### Stated task 1
In the hotel openings text below, how many of the Marquis los Cabos suites have private pools?
### Stated task 2
Rewrite the paragraph in the hotel openings text that begins "The opening of The Ritz-Carlton New York, Battery Park" as a short bulleted list that keeps its main facts.

### Document extract
----------

New Sites & Services

  • Opening in February 2003 will be the Marquis los Cabos, an all-suite luxury property in Los Cabos, Mexico. The new hotel will be located between El Dorado and Cabo Royal golf courses, with 240 suites, 32 of which have private pools, and what sales director Frederique Naffrichous calls “the only swimmable beach.” Its 27,000-square-foot spa will be the largest in Los Cabos.

  • The opening of The Ritz-Carlton New York, Battery Park last January marked the return of the Ritz Carlton brand to New York after a four-year absence. The hotel occupies the first 14 floors of a striking new glass-and-brick tower, with 298 guest rooms and 12,000 square feet of conference space, including a 4,500-square-foot ballroom and an 1,800-square-foot junior ballroom. In midtown Manhattan, The Ritz-Carlton New York Central Park opened at the end of April. Formerly the St. Moritz hotel, it has 277 rooms including 40 suites. And in October, the original Ritz-Carlton Boston reopened after a major restoration. The oldest Ritz-Carlton hotel in continuous operation in the United States, it anchors Newbury Street in the heart of Back Bay. Noted for the elegance of its signature cobalt blue chandeliers and views overlooking Boston's Public Garden, the hotel's Dining Room is also back, and is now under the direction of Chef Tony Esnault, formerly at the Dining Room of The Ritz-Carlton, San Francisco.

----------

### Information provided
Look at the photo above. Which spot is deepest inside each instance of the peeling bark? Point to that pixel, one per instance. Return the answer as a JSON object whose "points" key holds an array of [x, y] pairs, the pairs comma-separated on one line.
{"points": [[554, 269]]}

----------

### Reply 1
32 of its 240 suites have private pools.

### Reply 2
- The Ritz-Carlton New York, Battery Park opened last January, returning the Ritz-Carlton brand to New York after four years away. It fills the first 14 floors of a new glass-and-brick tower and has 298 guest rooms and 12,000 square feet of conference space, including a 4,500-square-foot ballroom and an 1,800-square-foot junior ballroom.
- The Ritz-Carlton New York Central Park, in midtown Manhattan and formerly the St. Moritz hotel, opened at the end of April with 277 rooms, 40 of them suites.
- The original Ritz-Carlton Boston, the oldest Ritz-Carlton in continuous operation in the United States, reopened in October after a major restoration. It anchors Newbury Street in Back Bay.
- The Boston hotel's Dining Room, known for its cobalt blue chandeliers and views of the Public Garden, is back under Chef Tony Esnault, formerly of the Dining Room at The Ritz-Carlton, San Francisco.